#### Short task
Rewrite all of the entries below, substituting "site survey" for every occurrence of "shelf-layout reference" and changing nothing else. Leave the pictures out.

#### Given information
---+---

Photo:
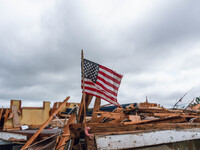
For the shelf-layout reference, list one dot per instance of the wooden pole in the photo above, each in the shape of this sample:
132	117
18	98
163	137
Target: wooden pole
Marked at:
30	141
82	57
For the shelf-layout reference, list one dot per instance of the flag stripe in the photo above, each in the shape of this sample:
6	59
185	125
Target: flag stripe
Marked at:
94	89
89	83
100	86
113	88
108	77
111	71
108	82
103	97
101	81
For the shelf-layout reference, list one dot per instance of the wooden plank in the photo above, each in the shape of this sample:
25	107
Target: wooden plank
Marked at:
95	109
88	99
144	139
6	115
44	125
66	132
16	121
111	115
1	113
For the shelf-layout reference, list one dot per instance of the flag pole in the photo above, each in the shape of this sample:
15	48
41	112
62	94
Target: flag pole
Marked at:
82	56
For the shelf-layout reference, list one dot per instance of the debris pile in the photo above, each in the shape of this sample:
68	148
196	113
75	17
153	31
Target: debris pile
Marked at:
65	125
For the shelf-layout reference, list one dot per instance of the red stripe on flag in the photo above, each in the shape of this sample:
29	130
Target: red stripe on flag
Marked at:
103	87
98	91
111	71
112	102
106	89
107	83
109	77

---+---

#### Exercise answer
Photo:
For the site survey, list one dot per instance of the wooden pole in the photo above, each in the shape of this sample:
132	117
18	98
163	137
Target: wooden pole
Marked at:
30	141
82	57
For the site survey, list one dot per instance of the flag stripe in the photo above, each in the shape of this sample:
6	59
185	125
Target: flag stripe
Marked at:
94	89
89	83
100	86
113	88
108	77
111	71
108	82
103	97
101	81
For the site survey, list one dot per instance of the wooden plank in the photo above, each in the shape of this sample:
25	107
Target: wooden plank
Marked at:
95	109
88	99
144	139
6	115
44	125
66	132
16	121
111	115
1	113
For the site survey, list one dot per instance of the flag pole in the photo above, each in the shape of this sample:
15	48
41	112
62	94
Target: flag pole
Marked at:
82	56
For the site survey, list one dot per instance of the debris pile in the photo above, each in the shape of this sample:
68	148
196	113
75	17
153	31
Target: debris pile
Marked at:
65	125
For the site survey, list one dot per instance of the red stripe on flag in the photo above, each in the shape of this sample:
29	130
Target: red stripe on flag
Marked at:
103	87
98	91
111	71
112	102
106	89
107	83
109	77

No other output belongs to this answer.